>> BEGIN PROVIDED MATERIAL

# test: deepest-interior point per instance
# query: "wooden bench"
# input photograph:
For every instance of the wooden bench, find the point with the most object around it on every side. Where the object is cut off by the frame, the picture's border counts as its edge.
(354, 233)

>> END PROVIDED MATERIAL

**DESCRIPTION OF THE TASK**
Exactly reproduce the material above.

**FINAL RESULT**
# test: deepest-interior point per instance
# query: "wooden bench"
# input photograph:
For every instance of the wooden bench, find the point with the most object around it on every side. Where the object is cut off by the frame, the picture's border counts as its edge.
(354, 233)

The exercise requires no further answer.